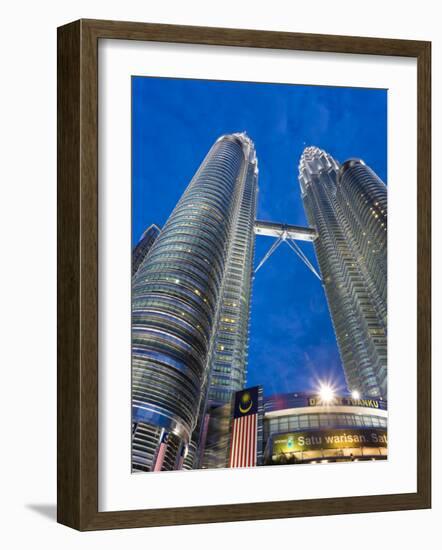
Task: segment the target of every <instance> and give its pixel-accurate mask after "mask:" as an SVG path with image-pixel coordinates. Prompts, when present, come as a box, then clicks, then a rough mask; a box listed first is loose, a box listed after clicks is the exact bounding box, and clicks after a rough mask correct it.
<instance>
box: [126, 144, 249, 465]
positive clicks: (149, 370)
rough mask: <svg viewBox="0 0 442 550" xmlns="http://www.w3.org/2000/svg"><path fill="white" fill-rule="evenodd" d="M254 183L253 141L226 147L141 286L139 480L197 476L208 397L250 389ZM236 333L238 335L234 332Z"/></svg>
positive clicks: (195, 195)
mask: <svg viewBox="0 0 442 550" xmlns="http://www.w3.org/2000/svg"><path fill="white" fill-rule="evenodd" d="M256 180H257V167H256V156H255V151H254V147H253V143H252V142H251V140H250V139H249V138H248V137H247V136H246V135H245V134H232V135H227V136H222V137H221V138H219V139H218V140H217V141H216V143H215V144H214V145H213V146H212V148H211V149H210V151H209V153H208V154H207V156H206V158H205V159H204V161H203V162H202V164H201V166H200V167H199V169H198V171H197V172H196V174H195V176H194V177H193V179H192V181H191V182H190V184H189V186H188V187H187V189H186V190H185V192H184V194H183V195H182V197H181V199H180V200H179V202H178V203H177V205H176V207H175V209H174V210H173V212H172V214H171V215H170V217H169V219H168V220H167V222H166V224H165V225H164V227H163V228H162V230H161V233H160V234H159V236H158V237H157V238H156V239H155V241H154V243H153V244H152V246H151V248H150V250H149V254H148V256H147V257H146V258H145V259H144V261H142V263H141V264H140V265H139V267H138V270H137V271H136V273H135V275H134V277H133V280H132V407H133V408H132V420H133V425H134V428H133V430H134V431H133V445H132V469H133V471H149V470H153V469H157V470H158V469H163V470H169V469H179V468H182V467H192V460H189V458H190V456H189V445H190V450H191V454H194V453H195V452H196V443H195V437H194V438H193V440H192V434H193V433H194V431H195V429H196V431H197V432H198V436H199V429H200V428H199V426H200V425H201V419H202V418H203V414H204V410H205V407H206V406H207V405H208V403H209V399H208V395H209V391H210V392H216V391H217V390H216V388H217V387H218V386H222V387H224V385H225V384H224V383H221V382H220V380H221V379H220V376H221V375H222V376H224V375H226V379H229V378H230V379H231V380H233V381H232V382H231V383H230V384H231V386H232V387H234V386H235V384H242V383H243V381H244V373H243V372H239V371H240V370H241V368H242V369H243V371H244V370H245V357H246V354H247V324H248V309H249V295H250V277H251V268H250V271H248V269H247V265H248V263H250V265H251V262H252V259H253V220H254V218H255V211H254V209H255V208H256V185H257V181H256ZM249 219H250V220H251V230H250V233H251V235H252V237H251V238H250V239H248V237H247V235H248V233H249V230H248V225H247V224H248V220H249ZM241 245H243V248H241V252H242V253H244V257H243V258H242V259H243V263H242V264H240V263H238V261H239V258H238V257H237V256H238V255H237V252H238V247H240V246H241ZM241 268H242V269H243V271H240V270H241ZM236 278H238V281H237V279H236ZM236 281H237V283H238V289H239V290H237V289H236V287H235V285H234V282H236ZM233 287H235V288H233ZM236 300H238V302H237V303H238V306H233V305H232V304H233V302H235V303H236ZM228 308H233V309H234V311H235V312H236V309H235V308H237V309H238V311H240V312H241V313H239V314H238V315H235V314H234V313H232V312H231V311H230V310H229V309H228ZM226 318H228V319H229V320H228V321H226V320H225V319H226ZM232 319H233V320H234V321H235V322H232ZM235 324H238V327H240V329H239V330H238V332H235V333H233V332H231V331H229V330H226V328H227V327H229V328H230V326H231V325H235ZM224 332H226V334H227V333H228V334H235V335H236V334H237V335H238V338H237V340H235V341H234V342H233V344H232V345H231V344H230V343H228V342H227V340H228V339H223V337H222V334H223V333H224ZM243 340H245V341H243ZM222 341H226V345H227V346H229V350H230V349H232V354H233V355H234V356H235V358H238V357H239V358H240V360H237V362H236V363H235V367H234V366H233V363H232V364H231V365H230V367H231V369H230V372H224V371H222V372H219V369H218V370H217V368H215V366H217V365H218V363H219V360H218V353H217V352H218V351H219V352H221V351H224V350H221V349H219V348H218V346H223V345H224V344H223V343H221V342H222ZM236 350H238V351H237V352H236ZM233 355H232V357H233ZM241 361H242V363H241ZM241 365H242V367H241ZM237 366H238V368H237ZM212 369H213V376H211V374H212V373H211V370H212ZM215 373H216V374H215ZM236 379H237V380H238V381H236ZM198 420H200V422H199V423H198ZM197 423H198V427H197ZM165 434H166V435H167V437H166V438H165V437H164V436H165ZM197 439H198V438H197ZM164 441H167V443H166V444H164V445H163V443H162V442H164Z"/></svg>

★ ★ ★ ★

▶ **Problem to work on**
Each line above is to be duplicated exactly, and the pictures are to be omitted.

▶ **Task response**
Task: segment the target of every <instance> and give its pixel-accurate mask after "mask:" as an SVG path with image-pixel coordinates. Prompts, when present, come as a box, then clicks, then a rough mask; a box listed first is loose, a box listed after clicks is the exact bounding box, and clicks after a rough mask correct it.
<instance>
box: [126, 144, 249, 465]
positive clicks: (149, 370)
rough mask: <svg viewBox="0 0 442 550" xmlns="http://www.w3.org/2000/svg"><path fill="white" fill-rule="evenodd" d="M254 183L253 141L226 147L141 286L139 480L197 476L208 397L250 389ZM236 333L238 335L234 332Z"/></svg>
positive clicks: (195, 195)
mask: <svg viewBox="0 0 442 550" xmlns="http://www.w3.org/2000/svg"><path fill="white" fill-rule="evenodd" d="M256 180H257V167H256V156H255V151H254V147H253V143H252V142H251V140H250V139H249V138H248V137H247V136H246V135H245V134H232V135H227V136H222V137H221V138H219V139H218V140H217V141H216V143H215V144H214V145H213V146H212V148H211V149H210V151H209V153H208V154H207V156H206V158H205V159H204V161H203V162H202V164H201V166H200V167H199V169H198V171H197V172H196V174H195V176H194V177H193V179H192V181H191V182H190V184H189V186H188V187H187V189H186V190H185V192H184V194H183V195H182V197H181V199H180V200H179V202H178V203H177V205H176V207H175V209H174V210H173V212H172V214H171V215H170V217H169V219H168V220H167V222H166V224H165V225H164V227H163V228H162V230H161V233H160V234H159V236H158V237H157V238H156V239H155V241H154V243H153V244H152V246H151V248H150V250H149V254H148V256H147V257H146V258H145V259H144V261H142V263H141V264H140V265H139V267H138V270H137V271H136V273H135V275H134V277H133V280H132V407H133V408H132V420H133V425H134V428H133V430H134V431H133V445H132V469H133V471H149V470H153V469H157V470H158V469H163V470H169V469H179V468H182V467H192V460H189V458H190V456H189V445H190V450H191V454H194V453H195V452H196V443H195V437H194V438H193V440H192V434H193V433H194V431H195V429H196V431H197V432H198V436H199V429H200V428H199V426H200V425H201V419H202V418H203V414H204V410H205V407H206V406H207V405H208V403H209V399H208V395H209V391H210V392H216V391H217V390H216V388H217V387H218V386H222V387H224V385H225V384H224V383H221V382H220V380H221V379H220V376H221V375H222V376H224V375H226V379H229V378H230V379H231V380H233V381H232V382H231V383H230V384H231V386H232V387H234V386H235V384H242V383H243V381H244V373H243V372H239V371H240V370H241V368H242V369H243V371H244V370H245V357H246V354H247V324H248V309H249V295H250V277H251V268H250V271H248V269H247V265H248V263H250V265H251V262H252V259H253V220H254V218H255V211H254V209H255V208H256V185H257V181H256ZM249 219H250V220H251V230H250V233H251V235H252V237H251V238H250V239H248V237H247V235H248V233H249V230H248V225H247V224H248V220H249ZM241 245H243V248H241V252H242V253H244V257H243V258H242V259H243V263H242V264H240V263H238V261H239V258H238V257H237V256H238V255H237V252H238V247H240V246H241ZM241 268H242V269H243V271H240V270H241ZM236 278H238V281H237V279H236ZM236 281H237V283H238V289H239V290H237V289H236V287H235V285H234V282H236ZM233 287H235V288H233ZM236 300H238V302H237V303H238V306H233V305H232V304H233V302H235V303H236ZM228 308H233V309H234V311H235V312H236V309H235V308H237V309H238V311H240V312H241V313H239V314H238V315H235V314H234V313H232V312H231V311H230V310H229V309H228ZM226 318H228V319H229V320H228V321H226V320H225V319H226ZM232 319H233V320H234V321H235V322H232ZM235 324H238V327H240V329H239V330H238V332H235V333H233V332H231V331H229V330H226V328H227V327H229V328H230V326H231V325H235ZM224 332H226V334H227V333H228V334H235V335H236V334H237V335H238V338H237V340H235V341H234V342H233V344H232V345H231V344H230V343H228V342H227V340H228V339H223V337H222V334H223V333H224ZM243 340H245V341H243ZM222 341H226V345H227V346H229V350H230V349H232V354H233V355H234V356H235V358H238V357H239V358H240V360H237V362H236V363H235V367H234V366H233V363H232V364H231V365H230V367H231V369H230V372H224V371H222V372H219V369H218V370H217V368H215V366H217V365H218V363H219V360H218V353H217V352H218V351H219V352H221V351H224V350H221V349H219V348H218V346H223V345H224V344H223V343H221V342H222ZM236 350H238V351H237V352H236ZM233 355H232V357H233ZM241 361H242V363H241ZM241 365H242V367H241ZM237 366H238V368H237ZM212 369H213V376H211V374H212V373H211V370H212ZM215 373H216V374H215ZM236 379H237V380H238V381H236ZM198 420H200V422H199V423H198ZM197 423H198V427H197ZM165 434H166V435H167V437H166V438H165V437H164V436H165ZM197 439H198V438H197ZM164 441H167V443H166V444H164V445H163V443H162V442H164Z"/></svg>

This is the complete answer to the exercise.